> **YANG DIMINTA**
1 - Dalam tulisan tentang George Bailey, bunyi apa saja yang disukai laki-laki itu?
2 - Teruskan tulisan tentang George Bailey setelah kalimat terakhirnya.

> **BLOK TEKS**

__________

Jika orang pada umumnya senang mendengar musik
klasik, pop, rock n roll, etc, laki-laki ini suka mendengar bunyi peluit kereta api,
raunggannya, bunyi jangkar disauh, dan deru mesin mobil. Musik-musik
itulah yang membuatnya tergetar. Ia, George Bailey, seperti dilahirkan untuk
menjelajah dunia. Ia harus bergerak memenuhi panggilan petualangan yang
menunggunya untuk ditaklukan. Ia, dengan segala bakat yang dimilikinya, sudah
seharusnya menjadi Napoleon Bonaparte. Sudah seharusnya.
Saya ingin melihat Goerge Bailey, tokoh utama film Its
a Wonderful Life, sebagai komedi, hanya komedi, tapi tak bisa saya berbohong
bahwa cerita hidupnya adalah tragedi. Italia Calvino boleh saja mengatakan
bahwa cerita apapun, setragis apapun, asal si tokoh utamanya tetap hidup di
akhir cerita, adalah cerita komedi. Sebaliknya, sebahagia apapun si tokoh di
awal dan nyaris seluruh alur cerita, jika pada akhirnya dia mati, cerita itu
adalah tragedi. Tapi saya tidak bisa demikian. Benar, Bailey pada akhirnya
memang tetap hidup. Ia memang terlilit hutang dan nyaris bunuh diri, tapi ia
tidak kehilangan apa-apa, lebih-lebih nyawanya. Orang-orang yang banyak
berhutang pada kebaikannya, memberikan uang seadanya untuk membantu Bailey.

__________

> **DATA YANG DIBERIKAN**
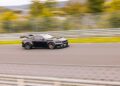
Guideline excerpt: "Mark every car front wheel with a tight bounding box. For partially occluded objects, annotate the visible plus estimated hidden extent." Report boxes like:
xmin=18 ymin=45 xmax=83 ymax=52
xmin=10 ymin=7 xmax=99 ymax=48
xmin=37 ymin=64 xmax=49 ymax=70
xmin=24 ymin=43 xmax=32 ymax=50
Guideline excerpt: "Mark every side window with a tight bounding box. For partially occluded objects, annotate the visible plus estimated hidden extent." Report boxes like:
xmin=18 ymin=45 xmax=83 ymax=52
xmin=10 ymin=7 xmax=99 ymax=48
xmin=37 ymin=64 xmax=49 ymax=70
xmin=34 ymin=36 xmax=43 ymax=41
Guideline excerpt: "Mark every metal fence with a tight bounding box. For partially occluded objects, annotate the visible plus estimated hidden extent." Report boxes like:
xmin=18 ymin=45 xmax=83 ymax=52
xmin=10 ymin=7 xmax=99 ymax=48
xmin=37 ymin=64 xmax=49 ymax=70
xmin=0 ymin=28 xmax=120 ymax=40
xmin=0 ymin=74 xmax=120 ymax=86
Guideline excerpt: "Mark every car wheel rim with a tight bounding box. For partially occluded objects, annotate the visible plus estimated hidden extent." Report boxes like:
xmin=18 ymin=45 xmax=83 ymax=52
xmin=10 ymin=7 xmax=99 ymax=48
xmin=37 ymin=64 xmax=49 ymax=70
xmin=49 ymin=44 xmax=54 ymax=49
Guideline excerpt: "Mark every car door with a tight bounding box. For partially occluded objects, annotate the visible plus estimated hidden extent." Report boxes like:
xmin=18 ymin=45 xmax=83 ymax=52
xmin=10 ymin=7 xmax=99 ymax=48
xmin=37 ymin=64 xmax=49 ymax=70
xmin=33 ymin=36 xmax=45 ymax=47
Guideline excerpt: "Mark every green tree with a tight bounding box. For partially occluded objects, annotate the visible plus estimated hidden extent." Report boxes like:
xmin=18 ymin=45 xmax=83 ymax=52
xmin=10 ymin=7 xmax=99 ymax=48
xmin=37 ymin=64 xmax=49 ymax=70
xmin=87 ymin=0 xmax=105 ymax=13
xmin=1 ymin=11 xmax=18 ymax=32
xmin=108 ymin=13 xmax=120 ymax=28
xmin=104 ymin=0 xmax=120 ymax=12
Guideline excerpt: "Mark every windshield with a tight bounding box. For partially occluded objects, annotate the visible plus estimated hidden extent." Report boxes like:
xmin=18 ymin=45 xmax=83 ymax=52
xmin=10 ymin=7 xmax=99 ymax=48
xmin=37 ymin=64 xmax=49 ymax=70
xmin=41 ymin=34 xmax=53 ymax=39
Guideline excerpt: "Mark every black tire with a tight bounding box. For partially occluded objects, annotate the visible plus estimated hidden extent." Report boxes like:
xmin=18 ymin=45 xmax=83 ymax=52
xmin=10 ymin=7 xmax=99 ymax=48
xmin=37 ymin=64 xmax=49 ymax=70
xmin=48 ymin=43 xmax=55 ymax=49
xmin=24 ymin=43 xmax=32 ymax=50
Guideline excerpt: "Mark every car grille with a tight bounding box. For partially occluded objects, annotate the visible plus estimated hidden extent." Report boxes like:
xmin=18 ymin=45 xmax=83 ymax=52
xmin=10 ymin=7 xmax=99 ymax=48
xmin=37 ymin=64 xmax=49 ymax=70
xmin=63 ymin=41 xmax=68 ymax=44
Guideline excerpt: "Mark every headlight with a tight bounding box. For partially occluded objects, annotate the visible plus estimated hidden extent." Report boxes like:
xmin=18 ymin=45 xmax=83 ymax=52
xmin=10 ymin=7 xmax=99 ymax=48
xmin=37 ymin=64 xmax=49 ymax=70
xmin=55 ymin=41 xmax=62 ymax=43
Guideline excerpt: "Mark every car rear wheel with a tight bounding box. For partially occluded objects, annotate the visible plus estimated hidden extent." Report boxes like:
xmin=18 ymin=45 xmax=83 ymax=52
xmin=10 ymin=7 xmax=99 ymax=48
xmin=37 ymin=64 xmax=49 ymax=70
xmin=48 ymin=43 xmax=55 ymax=49
xmin=24 ymin=43 xmax=32 ymax=50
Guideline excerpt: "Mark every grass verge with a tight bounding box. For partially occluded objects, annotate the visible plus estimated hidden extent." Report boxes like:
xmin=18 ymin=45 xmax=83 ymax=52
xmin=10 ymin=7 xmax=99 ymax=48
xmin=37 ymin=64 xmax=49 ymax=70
xmin=0 ymin=37 xmax=120 ymax=44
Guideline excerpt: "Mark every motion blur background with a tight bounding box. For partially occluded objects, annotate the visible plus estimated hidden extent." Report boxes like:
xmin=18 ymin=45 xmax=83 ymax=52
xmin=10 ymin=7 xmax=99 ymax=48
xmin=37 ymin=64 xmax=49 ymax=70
xmin=0 ymin=0 xmax=120 ymax=33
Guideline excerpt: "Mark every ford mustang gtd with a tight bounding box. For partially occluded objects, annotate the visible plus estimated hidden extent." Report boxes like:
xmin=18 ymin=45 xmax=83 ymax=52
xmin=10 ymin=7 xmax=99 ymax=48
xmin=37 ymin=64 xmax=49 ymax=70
xmin=21 ymin=34 xmax=69 ymax=49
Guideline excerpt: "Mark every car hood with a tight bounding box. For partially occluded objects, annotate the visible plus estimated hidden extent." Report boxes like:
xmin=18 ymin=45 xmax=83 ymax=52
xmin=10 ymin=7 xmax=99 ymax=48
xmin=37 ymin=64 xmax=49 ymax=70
xmin=48 ymin=37 xmax=67 ymax=41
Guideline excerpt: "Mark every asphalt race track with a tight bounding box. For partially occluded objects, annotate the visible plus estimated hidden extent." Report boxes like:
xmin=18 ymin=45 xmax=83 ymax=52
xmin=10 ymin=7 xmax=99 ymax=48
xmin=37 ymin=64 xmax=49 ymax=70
xmin=0 ymin=43 xmax=120 ymax=81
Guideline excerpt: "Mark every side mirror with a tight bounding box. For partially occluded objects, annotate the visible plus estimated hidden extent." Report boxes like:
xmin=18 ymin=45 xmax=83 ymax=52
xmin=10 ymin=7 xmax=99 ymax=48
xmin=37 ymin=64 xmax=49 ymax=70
xmin=20 ymin=36 xmax=26 ymax=38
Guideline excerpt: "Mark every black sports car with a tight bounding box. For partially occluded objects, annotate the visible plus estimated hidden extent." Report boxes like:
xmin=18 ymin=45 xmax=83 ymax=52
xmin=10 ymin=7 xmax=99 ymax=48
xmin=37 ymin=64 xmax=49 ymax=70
xmin=21 ymin=34 xmax=69 ymax=49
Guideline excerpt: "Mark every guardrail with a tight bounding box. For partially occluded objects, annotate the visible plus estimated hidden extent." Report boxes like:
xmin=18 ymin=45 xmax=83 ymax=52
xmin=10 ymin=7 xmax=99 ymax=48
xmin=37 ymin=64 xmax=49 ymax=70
xmin=0 ymin=28 xmax=120 ymax=39
xmin=0 ymin=74 xmax=120 ymax=86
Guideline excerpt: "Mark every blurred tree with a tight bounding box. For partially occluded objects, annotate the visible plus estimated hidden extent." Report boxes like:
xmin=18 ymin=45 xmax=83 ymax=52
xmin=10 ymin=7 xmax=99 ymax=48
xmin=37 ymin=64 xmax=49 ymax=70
xmin=87 ymin=0 xmax=105 ymax=13
xmin=1 ymin=11 xmax=18 ymax=32
xmin=108 ymin=13 xmax=120 ymax=28
xmin=30 ymin=0 xmax=44 ymax=17
xmin=44 ymin=0 xmax=57 ymax=10
xmin=104 ymin=0 xmax=120 ymax=12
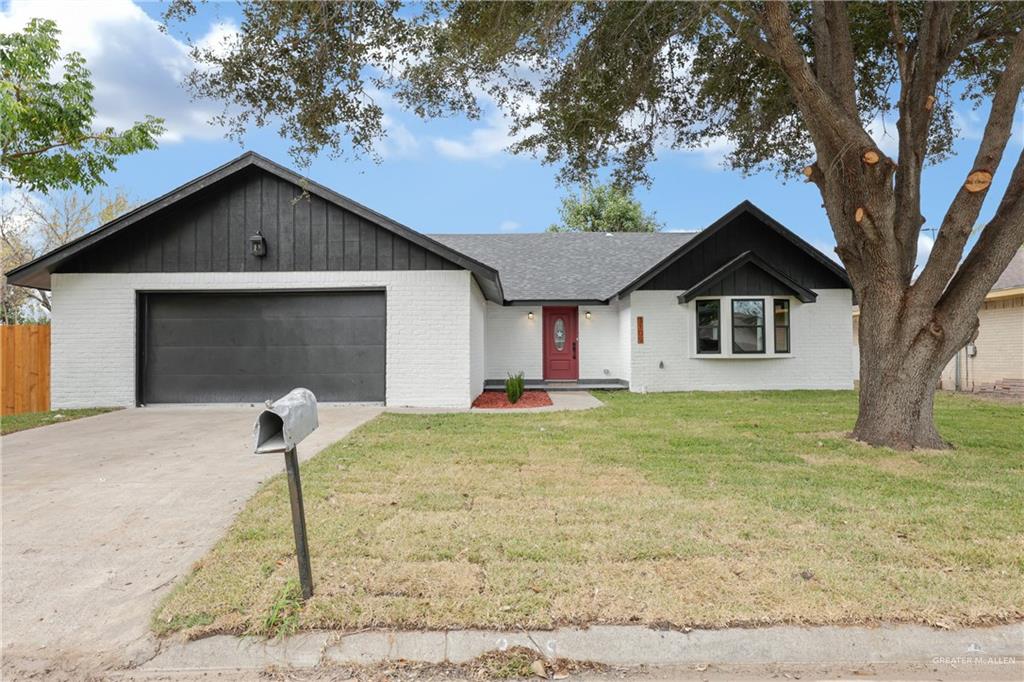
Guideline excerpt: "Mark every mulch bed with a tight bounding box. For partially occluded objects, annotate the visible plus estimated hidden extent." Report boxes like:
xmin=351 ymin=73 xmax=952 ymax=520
xmin=473 ymin=391 xmax=551 ymax=410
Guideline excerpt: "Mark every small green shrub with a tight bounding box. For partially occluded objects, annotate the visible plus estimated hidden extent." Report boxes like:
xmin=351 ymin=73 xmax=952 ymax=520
xmin=505 ymin=372 xmax=525 ymax=404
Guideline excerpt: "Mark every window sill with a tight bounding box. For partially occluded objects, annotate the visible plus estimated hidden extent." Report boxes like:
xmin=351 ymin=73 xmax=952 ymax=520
xmin=690 ymin=353 xmax=794 ymax=360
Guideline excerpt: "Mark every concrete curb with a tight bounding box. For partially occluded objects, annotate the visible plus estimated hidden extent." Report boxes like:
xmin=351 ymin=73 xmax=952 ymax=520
xmin=140 ymin=624 xmax=1024 ymax=672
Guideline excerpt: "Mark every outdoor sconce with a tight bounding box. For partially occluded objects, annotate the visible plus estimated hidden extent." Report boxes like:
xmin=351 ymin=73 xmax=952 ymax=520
xmin=249 ymin=230 xmax=266 ymax=258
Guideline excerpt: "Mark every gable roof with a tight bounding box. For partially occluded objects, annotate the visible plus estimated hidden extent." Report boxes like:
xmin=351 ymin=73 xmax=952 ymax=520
xmin=433 ymin=232 xmax=698 ymax=303
xmin=679 ymin=251 xmax=818 ymax=303
xmin=616 ymin=200 xmax=853 ymax=296
xmin=7 ymin=152 xmax=504 ymax=302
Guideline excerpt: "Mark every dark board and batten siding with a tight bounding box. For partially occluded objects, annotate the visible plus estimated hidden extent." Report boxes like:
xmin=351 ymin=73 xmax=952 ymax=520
xmin=59 ymin=168 xmax=462 ymax=272
xmin=700 ymin=263 xmax=793 ymax=296
xmin=639 ymin=214 xmax=850 ymax=296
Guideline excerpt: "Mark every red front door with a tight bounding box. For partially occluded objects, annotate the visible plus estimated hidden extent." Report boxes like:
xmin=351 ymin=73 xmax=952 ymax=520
xmin=544 ymin=307 xmax=580 ymax=381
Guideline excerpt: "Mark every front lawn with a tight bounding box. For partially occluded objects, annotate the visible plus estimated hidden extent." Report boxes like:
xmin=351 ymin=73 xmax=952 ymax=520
xmin=154 ymin=391 xmax=1024 ymax=636
xmin=0 ymin=408 xmax=119 ymax=434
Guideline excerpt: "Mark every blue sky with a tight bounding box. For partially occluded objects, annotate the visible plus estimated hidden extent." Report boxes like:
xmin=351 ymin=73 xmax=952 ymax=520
xmin=0 ymin=0 xmax=1024 ymax=266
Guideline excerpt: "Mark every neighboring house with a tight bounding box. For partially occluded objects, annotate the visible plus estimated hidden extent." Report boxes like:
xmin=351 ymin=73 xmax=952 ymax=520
xmin=853 ymin=250 xmax=1024 ymax=393
xmin=8 ymin=154 xmax=853 ymax=408
xmin=942 ymin=250 xmax=1024 ymax=393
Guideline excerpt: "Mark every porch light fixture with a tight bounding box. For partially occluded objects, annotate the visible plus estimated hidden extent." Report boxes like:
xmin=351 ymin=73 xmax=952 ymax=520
xmin=249 ymin=230 xmax=266 ymax=258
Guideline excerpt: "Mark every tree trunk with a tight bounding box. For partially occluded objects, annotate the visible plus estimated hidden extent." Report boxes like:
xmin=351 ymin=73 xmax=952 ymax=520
xmin=853 ymin=344 xmax=950 ymax=450
xmin=852 ymin=291 xmax=977 ymax=450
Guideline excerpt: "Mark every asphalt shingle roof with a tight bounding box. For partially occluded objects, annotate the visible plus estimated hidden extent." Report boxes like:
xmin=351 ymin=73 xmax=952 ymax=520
xmin=430 ymin=232 xmax=697 ymax=301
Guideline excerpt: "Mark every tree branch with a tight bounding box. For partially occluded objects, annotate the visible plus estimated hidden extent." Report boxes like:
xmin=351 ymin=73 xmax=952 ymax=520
xmin=761 ymin=1 xmax=871 ymax=152
xmin=936 ymin=152 xmax=1024 ymax=337
xmin=910 ymin=31 xmax=1024 ymax=307
xmin=889 ymin=2 xmax=956 ymax=284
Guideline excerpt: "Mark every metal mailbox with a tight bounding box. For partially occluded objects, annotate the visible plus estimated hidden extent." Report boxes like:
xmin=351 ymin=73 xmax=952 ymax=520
xmin=253 ymin=388 xmax=319 ymax=599
xmin=253 ymin=388 xmax=319 ymax=455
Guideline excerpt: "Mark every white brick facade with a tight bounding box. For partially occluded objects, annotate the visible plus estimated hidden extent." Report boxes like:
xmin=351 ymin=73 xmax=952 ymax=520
xmin=51 ymin=270 xmax=482 ymax=408
xmin=942 ymin=296 xmax=1024 ymax=391
xmin=630 ymin=289 xmax=854 ymax=392
xmin=51 ymin=270 xmax=854 ymax=408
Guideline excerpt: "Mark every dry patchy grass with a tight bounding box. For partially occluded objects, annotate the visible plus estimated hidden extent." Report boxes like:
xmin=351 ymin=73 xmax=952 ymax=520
xmin=154 ymin=391 xmax=1024 ymax=636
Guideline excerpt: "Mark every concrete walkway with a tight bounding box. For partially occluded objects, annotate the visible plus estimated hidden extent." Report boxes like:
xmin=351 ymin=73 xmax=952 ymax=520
xmin=140 ymin=624 xmax=1024 ymax=679
xmin=387 ymin=391 xmax=604 ymax=415
xmin=0 ymin=406 xmax=382 ymax=673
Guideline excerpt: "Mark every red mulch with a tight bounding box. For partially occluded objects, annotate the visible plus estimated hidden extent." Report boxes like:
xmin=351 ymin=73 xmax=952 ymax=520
xmin=473 ymin=391 xmax=551 ymax=410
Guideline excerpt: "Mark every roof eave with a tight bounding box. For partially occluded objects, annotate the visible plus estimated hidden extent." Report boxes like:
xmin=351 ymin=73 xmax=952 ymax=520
xmin=678 ymin=251 xmax=818 ymax=303
xmin=616 ymin=199 xmax=853 ymax=296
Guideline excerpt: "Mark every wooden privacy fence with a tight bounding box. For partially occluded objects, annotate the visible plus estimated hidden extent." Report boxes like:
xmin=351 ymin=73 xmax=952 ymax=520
xmin=0 ymin=325 xmax=50 ymax=415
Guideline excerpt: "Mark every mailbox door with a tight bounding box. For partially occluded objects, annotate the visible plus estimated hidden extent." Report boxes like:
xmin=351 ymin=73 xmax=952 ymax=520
xmin=139 ymin=291 xmax=386 ymax=403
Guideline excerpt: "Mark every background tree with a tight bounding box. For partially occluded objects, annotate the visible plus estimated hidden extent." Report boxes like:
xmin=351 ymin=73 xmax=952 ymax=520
xmin=548 ymin=184 xmax=662 ymax=232
xmin=0 ymin=19 xmax=164 ymax=191
xmin=0 ymin=189 xmax=135 ymax=325
xmin=169 ymin=0 xmax=1024 ymax=449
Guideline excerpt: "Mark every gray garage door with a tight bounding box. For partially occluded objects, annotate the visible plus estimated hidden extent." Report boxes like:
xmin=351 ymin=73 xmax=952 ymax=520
xmin=138 ymin=291 xmax=385 ymax=403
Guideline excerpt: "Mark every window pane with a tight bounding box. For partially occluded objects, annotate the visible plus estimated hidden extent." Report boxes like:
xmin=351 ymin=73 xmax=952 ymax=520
xmin=697 ymin=327 xmax=721 ymax=353
xmin=775 ymin=327 xmax=790 ymax=353
xmin=732 ymin=327 xmax=765 ymax=353
xmin=775 ymin=301 xmax=790 ymax=327
xmin=697 ymin=301 xmax=719 ymax=327
xmin=732 ymin=298 xmax=765 ymax=353
xmin=732 ymin=299 xmax=765 ymax=327
xmin=697 ymin=301 xmax=722 ymax=353
xmin=772 ymin=299 xmax=790 ymax=353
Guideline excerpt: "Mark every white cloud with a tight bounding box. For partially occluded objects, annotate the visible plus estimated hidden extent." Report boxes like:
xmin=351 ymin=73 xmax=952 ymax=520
xmin=433 ymin=111 xmax=515 ymax=161
xmin=0 ymin=0 xmax=228 ymax=142
xmin=811 ymin=239 xmax=843 ymax=265
xmin=913 ymin=232 xmax=935 ymax=274
xmin=867 ymin=116 xmax=899 ymax=159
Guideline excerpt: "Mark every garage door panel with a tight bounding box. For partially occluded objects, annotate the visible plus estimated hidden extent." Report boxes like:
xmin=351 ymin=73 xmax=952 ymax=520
xmin=141 ymin=292 xmax=386 ymax=402
xmin=151 ymin=317 xmax=385 ymax=347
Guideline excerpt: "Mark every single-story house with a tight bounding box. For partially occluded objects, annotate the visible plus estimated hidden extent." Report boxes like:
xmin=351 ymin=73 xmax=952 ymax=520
xmin=8 ymin=153 xmax=853 ymax=408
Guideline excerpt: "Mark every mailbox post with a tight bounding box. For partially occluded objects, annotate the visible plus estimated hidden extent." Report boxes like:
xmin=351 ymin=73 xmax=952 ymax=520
xmin=253 ymin=388 xmax=319 ymax=599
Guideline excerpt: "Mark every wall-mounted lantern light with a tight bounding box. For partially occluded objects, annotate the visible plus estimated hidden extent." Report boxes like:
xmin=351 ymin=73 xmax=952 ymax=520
xmin=249 ymin=230 xmax=266 ymax=258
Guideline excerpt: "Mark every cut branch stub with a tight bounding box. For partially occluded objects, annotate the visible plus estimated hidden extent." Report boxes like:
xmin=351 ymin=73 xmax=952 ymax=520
xmin=964 ymin=171 xmax=992 ymax=193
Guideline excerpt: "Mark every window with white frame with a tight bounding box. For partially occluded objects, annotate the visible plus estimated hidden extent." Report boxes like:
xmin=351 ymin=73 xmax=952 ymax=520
xmin=697 ymin=299 xmax=722 ymax=354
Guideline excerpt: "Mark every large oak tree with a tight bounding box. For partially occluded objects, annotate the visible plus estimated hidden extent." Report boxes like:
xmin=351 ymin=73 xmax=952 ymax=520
xmin=168 ymin=0 xmax=1024 ymax=449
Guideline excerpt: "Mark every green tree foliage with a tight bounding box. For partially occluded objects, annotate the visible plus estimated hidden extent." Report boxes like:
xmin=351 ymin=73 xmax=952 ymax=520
xmin=548 ymin=184 xmax=662 ymax=232
xmin=0 ymin=189 xmax=135 ymax=325
xmin=168 ymin=0 xmax=1024 ymax=447
xmin=0 ymin=19 xmax=164 ymax=191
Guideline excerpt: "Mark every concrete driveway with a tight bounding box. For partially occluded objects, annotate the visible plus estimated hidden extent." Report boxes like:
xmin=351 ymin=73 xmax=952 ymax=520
xmin=2 ymin=406 xmax=382 ymax=674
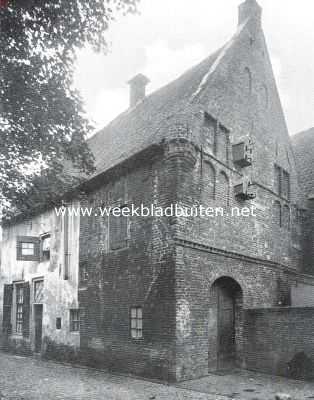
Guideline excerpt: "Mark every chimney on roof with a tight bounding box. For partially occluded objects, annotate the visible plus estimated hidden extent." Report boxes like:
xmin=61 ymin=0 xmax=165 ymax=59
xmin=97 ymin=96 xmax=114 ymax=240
xmin=239 ymin=0 xmax=262 ymax=29
xmin=128 ymin=74 xmax=150 ymax=107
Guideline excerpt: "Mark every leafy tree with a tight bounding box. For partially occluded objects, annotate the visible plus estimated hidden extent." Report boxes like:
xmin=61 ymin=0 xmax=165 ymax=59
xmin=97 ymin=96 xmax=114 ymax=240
xmin=0 ymin=0 xmax=138 ymax=219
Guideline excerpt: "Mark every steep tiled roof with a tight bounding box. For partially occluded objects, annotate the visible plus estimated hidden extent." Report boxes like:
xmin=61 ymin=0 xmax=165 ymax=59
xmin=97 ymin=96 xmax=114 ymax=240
xmin=291 ymin=128 xmax=314 ymax=200
xmin=88 ymin=51 xmax=220 ymax=174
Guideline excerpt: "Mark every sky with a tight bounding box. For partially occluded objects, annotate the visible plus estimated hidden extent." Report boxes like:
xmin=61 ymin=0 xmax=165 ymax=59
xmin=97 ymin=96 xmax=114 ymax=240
xmin=75 ymin=0 xmax=314 ymax=134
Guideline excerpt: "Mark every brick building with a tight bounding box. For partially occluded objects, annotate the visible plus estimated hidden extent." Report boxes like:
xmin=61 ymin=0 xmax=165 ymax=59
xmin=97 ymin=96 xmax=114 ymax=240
xmin=0 ymin=0 xmax=314 ymax=380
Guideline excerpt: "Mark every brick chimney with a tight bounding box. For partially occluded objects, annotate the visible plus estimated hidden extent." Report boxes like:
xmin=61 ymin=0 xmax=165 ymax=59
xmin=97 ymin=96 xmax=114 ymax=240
xmin=128 ymin=74 xmax=150 ymax=107
xmin=239 ymin=0 xmax=262 ymax=33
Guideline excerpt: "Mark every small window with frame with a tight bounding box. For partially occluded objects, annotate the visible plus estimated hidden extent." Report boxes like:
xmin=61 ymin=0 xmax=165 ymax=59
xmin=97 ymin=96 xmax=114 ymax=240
xmin=130 ymin=307 xmax=143 ymax=339
xmin=16 ymin=236 xmax=39 ymax=261
xmin=40 ymin=233 xmax=50 ymax=261
xmin=70 ymin=308 xmax=81 ymax=332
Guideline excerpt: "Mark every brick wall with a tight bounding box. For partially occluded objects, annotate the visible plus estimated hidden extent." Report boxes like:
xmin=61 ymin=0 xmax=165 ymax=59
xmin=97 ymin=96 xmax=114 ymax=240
xmin=176 ymin=242 xmax=285 ymax=380
xmin=79 ymin=152 xmax=175 ymax=380
xmin=244 ymin=308 xmax=314 ymax=378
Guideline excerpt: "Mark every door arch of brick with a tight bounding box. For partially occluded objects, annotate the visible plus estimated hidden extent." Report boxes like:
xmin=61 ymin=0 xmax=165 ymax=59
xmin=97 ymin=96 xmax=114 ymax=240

__________

> **HASIL**
1 - Bunyi peluit kereta api, raungannya, bunyi jangkar disauh, dan deru mesin mobil.

2 -
Temannya yang pengusaha sukses, Sam, bahkan sudah memberikan uang lebih dari
cukup saat tahu Bailey dalam kesulitan. Cerita Bailey berakhir Happy. Ia tidak
jadi dipenjara. Bahkan punya uang banyak untuk membangun hidupnya dan
orang-orang di sekitarnya. Tapi tetap saja. Saya amat sulit mengatakan cerita
ini komedi, sebab tidak bisa kuabaikan bagaimana tragisnya nasib George Bailey
di Belford Falls.
Setiap
penonton yang melihat film ini bisa saya pastikan ingin melihat George pergi,
menjelajahi dunia dan menaklukan segalanya, sebab bagaimanapun ia pantas
mendapatkan itu. ia bisa melakukannya dengan baik. Dari kecil ia sudah menabung
agar jika saatnya tiba, ia punya uang untuk menjelajah dunia. Tapi saat usia
dan uangnya cukup, George tetap bertahan di Berlfod Falls, memperjuangkan
Building and Loan, sebuah perusahaan yang didirikan almarhum ayahnya. Ia tidak
pergi kemana-mana, bahkan tidak ke New York City. Sejak kecil hingga berusia 20
tahun ia ingin menjelajahi dunia. Tapi saat ia bisa melakukannya dengan
sempurna, ia terkurung, tak bisa ke mana pun. Kalau Anda berpikir kehilangan
pacar adalah tragedi, Anda salah. Tragedi itu adalah George Bailey. Lainnya
tidak.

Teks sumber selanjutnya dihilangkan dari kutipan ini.